▶ _EXERCISE REQUIREMENTS_:
Take the data and return it in full. Change nothing.

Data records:
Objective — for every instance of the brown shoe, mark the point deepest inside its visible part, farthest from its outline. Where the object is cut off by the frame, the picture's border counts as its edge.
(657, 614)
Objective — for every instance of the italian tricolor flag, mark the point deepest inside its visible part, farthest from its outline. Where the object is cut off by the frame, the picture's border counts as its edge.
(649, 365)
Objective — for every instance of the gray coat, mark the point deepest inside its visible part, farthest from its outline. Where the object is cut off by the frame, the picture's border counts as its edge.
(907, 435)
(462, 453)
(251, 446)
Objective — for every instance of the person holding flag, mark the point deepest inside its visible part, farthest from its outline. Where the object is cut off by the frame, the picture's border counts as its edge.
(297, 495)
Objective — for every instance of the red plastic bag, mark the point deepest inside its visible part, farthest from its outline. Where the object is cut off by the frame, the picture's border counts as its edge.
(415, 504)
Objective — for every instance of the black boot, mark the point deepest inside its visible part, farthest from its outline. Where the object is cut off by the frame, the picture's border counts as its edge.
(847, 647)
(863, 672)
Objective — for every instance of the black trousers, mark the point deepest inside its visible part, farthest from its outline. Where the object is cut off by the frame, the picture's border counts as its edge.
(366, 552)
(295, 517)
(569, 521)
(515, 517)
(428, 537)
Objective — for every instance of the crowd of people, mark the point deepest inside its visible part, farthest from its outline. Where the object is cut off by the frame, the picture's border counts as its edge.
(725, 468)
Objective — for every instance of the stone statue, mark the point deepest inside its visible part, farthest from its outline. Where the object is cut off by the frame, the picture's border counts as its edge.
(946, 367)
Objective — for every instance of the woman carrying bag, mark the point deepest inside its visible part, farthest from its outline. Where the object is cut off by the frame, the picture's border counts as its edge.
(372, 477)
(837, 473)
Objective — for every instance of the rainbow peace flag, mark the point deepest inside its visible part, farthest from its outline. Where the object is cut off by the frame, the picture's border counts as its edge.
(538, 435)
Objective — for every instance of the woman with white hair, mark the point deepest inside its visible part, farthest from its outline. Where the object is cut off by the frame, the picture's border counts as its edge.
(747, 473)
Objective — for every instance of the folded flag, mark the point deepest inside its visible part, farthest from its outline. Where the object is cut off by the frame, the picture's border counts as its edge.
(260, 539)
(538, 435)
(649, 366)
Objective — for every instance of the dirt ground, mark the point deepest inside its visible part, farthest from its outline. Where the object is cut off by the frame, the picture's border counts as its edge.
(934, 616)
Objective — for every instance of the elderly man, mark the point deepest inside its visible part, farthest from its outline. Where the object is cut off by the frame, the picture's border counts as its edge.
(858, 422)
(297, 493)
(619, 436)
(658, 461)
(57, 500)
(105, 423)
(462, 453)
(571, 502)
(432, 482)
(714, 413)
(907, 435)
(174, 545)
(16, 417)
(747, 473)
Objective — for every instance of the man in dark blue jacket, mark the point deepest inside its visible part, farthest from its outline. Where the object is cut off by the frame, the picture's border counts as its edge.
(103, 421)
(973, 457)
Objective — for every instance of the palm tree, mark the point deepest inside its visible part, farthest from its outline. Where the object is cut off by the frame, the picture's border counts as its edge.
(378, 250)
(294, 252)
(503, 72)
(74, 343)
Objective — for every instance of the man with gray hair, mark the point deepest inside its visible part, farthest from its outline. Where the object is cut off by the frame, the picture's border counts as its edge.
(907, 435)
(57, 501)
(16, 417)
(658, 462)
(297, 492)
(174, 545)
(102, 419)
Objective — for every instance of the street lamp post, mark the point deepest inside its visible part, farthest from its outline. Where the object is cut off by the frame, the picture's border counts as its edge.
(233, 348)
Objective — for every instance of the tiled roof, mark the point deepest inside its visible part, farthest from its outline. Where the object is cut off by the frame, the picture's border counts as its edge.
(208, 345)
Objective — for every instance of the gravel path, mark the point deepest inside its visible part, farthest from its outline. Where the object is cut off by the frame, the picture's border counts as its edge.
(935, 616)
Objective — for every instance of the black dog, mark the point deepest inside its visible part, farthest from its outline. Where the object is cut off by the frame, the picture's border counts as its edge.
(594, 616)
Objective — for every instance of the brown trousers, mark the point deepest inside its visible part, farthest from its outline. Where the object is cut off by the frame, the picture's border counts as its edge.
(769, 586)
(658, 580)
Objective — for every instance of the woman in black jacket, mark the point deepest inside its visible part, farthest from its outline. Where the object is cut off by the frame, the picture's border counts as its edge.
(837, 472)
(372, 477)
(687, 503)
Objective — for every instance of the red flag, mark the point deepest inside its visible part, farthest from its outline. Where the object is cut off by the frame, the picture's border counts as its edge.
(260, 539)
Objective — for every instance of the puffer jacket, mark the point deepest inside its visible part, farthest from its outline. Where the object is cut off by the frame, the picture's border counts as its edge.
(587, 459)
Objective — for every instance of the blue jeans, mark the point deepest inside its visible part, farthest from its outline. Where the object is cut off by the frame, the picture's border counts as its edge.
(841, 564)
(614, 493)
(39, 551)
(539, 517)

▶ _YOUR SOLUTION_:
Objective — for every instance of the brown shoe, mark the point deepest inside its visible part, farthest from its outline. Where the object is cut off by the frame, the picture's border counts as its edge.
(657, 614)
Objective — for every instance of the italian tricolor flag, mark the point deepest inside its visible part, farthest from its outline. Where the object is cut off by the frame, the picture's border counts as its edge.
(649, 365)
Objective — for every instance of the gray coat, mark the point deepest inside its visible part, farthest from its outline. Where the object is cut off by the frame, the picture's border counts as its edge.
(907, 435)
(462, 453)
(251, 446)
Objective — for every instance of the person holding flag, mark the point deepest inside its visible part, farthest from its outline. Where the object is cut off by the frame, the picture's border counts as its edge.
(297, 495)
Objective — for every instance of the red plastic bag, mark the point deepest inside its visible part, farthest from its outline. Where the object is cut off by the frame, the picture's border counts as its edge.
(415, 504)
Objective — for every instance of the black boot, mark the point deepest inside its visible part, farthest from its outline. Where the object is cut off by the frame, the picture's border counts as its edge.
(847, 647)
(863, 672)
Objective — for every instance of the black trousers, mark the point deepest inside its visible part, farthest from its outline. Where the object is cut off by the frame, the picture's border counts as its edge.
(366, 552)
(295, 517)
(569, 521)
(515, 517)
(428, 537)
Objective — for every instance of the crowd of people, mark the point deepest inside its visible part, farthest from its outline. Where the object is cut off by the frame, the picture's border counts as its edge.
(725, 468)
Objective — for every instance of the stone statue, mark the point deepest inside its visible part, farthest from its outline. Where the object is cut off by the frame, the picture's border counts as its edge.
(946, 367)
Objective — for every instance of the woman carrying bag, mark the point deepest inside its visible part, farthest from its outline. Where the object is cut off by the frame, the picture's border counts as its edge.
(372, 477)
(837, 473)
Objective — for every instance of the rainbow peace flag, mark the point deepest inside its visible part, farthest from its outline. Where the object is cut off by the frame, the picture's border counts as its edge.
(538, 435)
Objective — for every instance of the woman with white hair, mark the point deepest inside its visible part, farthest from its outline. Where the object is cut off by the frame, the picture's border counts as its edge.
(747, 473)
Objective — for every instance of the folded flag, mark the point deepest inside its visible part, farthest from its outline. Where the object is cut off by the frame, the picture's border counts as its edge.
(260, 539)
(538, 435)
(649, 366)
Objective — for every instance of the dirt ground, mark the point deepest inside its visible part, farthest from its outline. Where the object is cut off by the frame, the picture's border counts as its edge.
(934, 616)
Objective — for every instance of the elderly man, mark the point deepest inside its visible part, farthest from its outline. Where the object is cut off by the frame, the picture's border counts as its edge.
(858, 422)
(297, 493)
(619, 436)
(658, 461)
(57, 500)
(105, 423)
(462, 453)
(571, 502)
(432, 482)
(714, 413)
(907, 435)
(174, 545)
(16, 417)
(747, 473)
Objective — for every instance of the man in dark blue jacket, mark the point deepest inside its visible part, farthest from its outline. Where the object is cut off by the frame, the picture's border counts as its edge.
(103, 421)
(973, 457)
Objective — for every instance of the palm tree, mark the point deepest inside its visible part, farthest from its outline. Where the object is cut off by the frame, the picture's border counts as its edge.
(378, 250)
(294, 252)
(503, 72)
(74, 343)
Objective — for every instance of the man with gray hair, mark the point deepest inside its visible part, farthest from its outline. Where the object is cut off by the frame, the picture's border counts as its edge.
(907, 435)
(57, 501)
(16, 417)
(658, 462)
(297, 492)
(174, 545)
(102, 419)
Objective — for every instance of the street lamp post, mark the point deepest inside its visible part, farthest from its outline. Where the object is cut off by the frame, the picture's border counts as its edge.
(233, 348)
Objective — for every instance of the tiled roof, mark the point deepest inside its visible part, farthest from its outline. Where the object is cut off by the frame, the picture's border counts as its edge.
(208, 345)
Objective — for every instance of the gravel path, mark the point deepest inside its visible part, farthest from its outline. Where the object is cut off by the frame, the picture's border counts as its edge.
(935, 616)
Objective — for every instance of the black dog, mark the point deepest inside its visible part, farthest from its outline. Where the object is cut off by the frame, the picture's border counts as its edge.
(594, 616)
Objective — for every instance of the brown trousers, mark the point deepest inside its visible part, farthest from its outline. Where the object is cut off by the frame, the picture's border counts as its edge.
(769, 586)
(658, 580)
Objective — for every instance of the woman in black jacket, mark the point deepest inside its visible part, farthest from its outline. Where the object is cut off by the frame, the picture's border counts as its edge.
(837, 472)
(372, 477)
(687, 503)
Objective — for every instance of the red flag, mark the point deepest inside its visible part, farthest from its outline. Where the object is cut off by the frame, the picture's border counts as its edge.
(260, 539)
Objective — for every instance of the puffer jacket, mark the point deepest inside its visible part, farthest from its outline. Where the object is cut off by the frame, the picture's border counts as its edge.
(587, 459)
Objective — for every instance of the blue jeans, mark the point deepest inside its visible part, farthest from its outline. Where the object is cut off by the frame, the picture's border counts as its edge.
(841, 564)
(614, 493)
(39, 551)
(539, 517)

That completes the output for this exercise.